GOAL OF THE EXERCISE: Please rewrite the records below, changing "Reviewer note" to "Annotator note" throughout and leaving everything else as it is. Omit the pictures from your answer.

DATASET ROWS:
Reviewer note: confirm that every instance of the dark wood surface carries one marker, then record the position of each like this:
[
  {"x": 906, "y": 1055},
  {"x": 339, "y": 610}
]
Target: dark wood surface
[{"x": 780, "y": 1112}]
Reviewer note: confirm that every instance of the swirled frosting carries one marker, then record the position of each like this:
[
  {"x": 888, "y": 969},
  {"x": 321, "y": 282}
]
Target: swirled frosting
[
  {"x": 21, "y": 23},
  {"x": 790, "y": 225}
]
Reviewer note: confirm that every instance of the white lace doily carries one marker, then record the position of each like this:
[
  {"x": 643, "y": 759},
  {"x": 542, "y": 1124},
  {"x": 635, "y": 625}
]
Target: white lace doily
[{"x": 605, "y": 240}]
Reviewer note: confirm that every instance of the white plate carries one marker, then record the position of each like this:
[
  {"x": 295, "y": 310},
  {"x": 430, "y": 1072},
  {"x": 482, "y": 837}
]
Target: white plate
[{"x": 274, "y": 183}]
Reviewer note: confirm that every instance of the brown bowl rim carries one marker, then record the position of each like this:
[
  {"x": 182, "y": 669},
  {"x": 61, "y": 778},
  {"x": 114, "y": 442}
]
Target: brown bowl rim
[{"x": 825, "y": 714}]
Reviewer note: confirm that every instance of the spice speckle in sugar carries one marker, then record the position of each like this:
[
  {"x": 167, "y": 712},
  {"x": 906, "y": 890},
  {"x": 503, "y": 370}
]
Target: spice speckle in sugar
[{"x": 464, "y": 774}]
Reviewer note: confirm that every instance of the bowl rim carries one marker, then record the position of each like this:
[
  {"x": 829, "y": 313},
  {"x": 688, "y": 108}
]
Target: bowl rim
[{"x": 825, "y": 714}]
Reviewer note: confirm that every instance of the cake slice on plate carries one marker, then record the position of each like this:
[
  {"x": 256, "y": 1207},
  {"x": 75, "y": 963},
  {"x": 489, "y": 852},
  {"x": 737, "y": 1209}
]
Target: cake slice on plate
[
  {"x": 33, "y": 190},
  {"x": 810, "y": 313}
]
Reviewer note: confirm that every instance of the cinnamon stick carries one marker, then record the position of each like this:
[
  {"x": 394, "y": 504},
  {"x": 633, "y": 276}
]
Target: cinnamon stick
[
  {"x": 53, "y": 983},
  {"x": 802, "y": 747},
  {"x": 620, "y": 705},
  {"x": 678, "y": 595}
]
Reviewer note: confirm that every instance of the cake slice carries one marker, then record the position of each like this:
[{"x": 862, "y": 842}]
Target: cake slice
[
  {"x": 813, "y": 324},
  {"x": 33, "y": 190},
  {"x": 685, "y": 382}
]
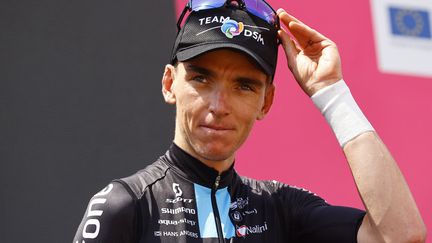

COMPLETE RESPONSE:
Annotator note: confirm that every instance of the dark wood surface carries one marker, then record the position of each like this:
[
  {"x": 906, "y": 1055},
  {"x": 339, "y": 610}
]
Target: dark wood surface
[{"x": 780, "y": 1112}]
Annotator note: confirm that every instance of the swirled frosting carries one marker, then record the position of each like this:
[
  {"x": 888, "y": 969},
  {"x": 321, "y": 282}
]
Target: swirled frosting
[
  {"x": 21, "y": 23},
  {"x": 790, "y": 225}
]
Annotator note: confirm that every instance of the white lace doily carries one marker, then record the position of each like this:
[
  {"x": 643, "y": 759},
  {"x": 542, "y": 1124},
  {"x": 635, "y": 625}
]
Target: white lace doily
[{"x": 605, "y": 240}]
Annotator note: confirm that every instance of the white plate carries one marker, then record the position of each like this:
[
  {"x": 295, "y": 310},
  {"x": 430, "y": 1072},
  {"x": 482, "y": 837}
]
Target: white plate
[{"x": 274, "y": 183}]
Annotator note: confirm that every instance of the brown bowl rim carries one marker, then record the position of each like this:
[
  {"x": 182, "y": 669},
  {"x": 61, "y": 778},
  {"x": 114, "y": 442}
]
Target: brown bowl rim
[{"x": 825, "y": 714}]
Annotator note: confirm that every instance of the spice speckle in sugar carries one marker, then record the position of each like this:
[
  {"x": 167, "y": 712},
  {"x": 906, "y": 890},
  {"x": 503, "y": 370}
]
Target: spice speckle in sugar
[{"x": 464, "y": 774}]
Annotator note: confirm that every instance of the bowl rim carries one marker, then record the position of each like this:
[
  {"x": 829, "y": 313},
  {"x": 688, "y": 108}
]
Target: bowl rim
[{"x": 825, "y": 714}]
Annotator note: confirm that every instance of the cake slice on plate carries one marker, then record the position of each like this:
[
  {"x": 256, "y": 1207},
  {"x": 75, "y": 963},
  {"x": 489, "y": 852},
  {"x": 737, "y": 1209}
]
Target: cake slice on plate
[
  {"x": 33, "y": 190},
  {"x": 810, "y": 313}
]
Annotator note: confirm that every instance of the cinnamon stick carries one marker, then record the position of each like this:
[
  {"x": 394, "y": 504},
  {"x": 633, "y": 276}
]
Target: cinnamon stick
[
  {"x": 53, "y": 983},
  {"x": 802, "y": 747},
  {"x": 620, "y": 705},
  {"x": 678, "y": 595}
]
Annotator note: confirm that every instance of the cake slice carries one marker, then record the position of each like this:
[{"x": 862, "y": 842}]
Target: cake slice
[
  {"x": 813, "y": 324},
  {"x": 33, "y": 190},
  {"x": 685, "y": 382}
]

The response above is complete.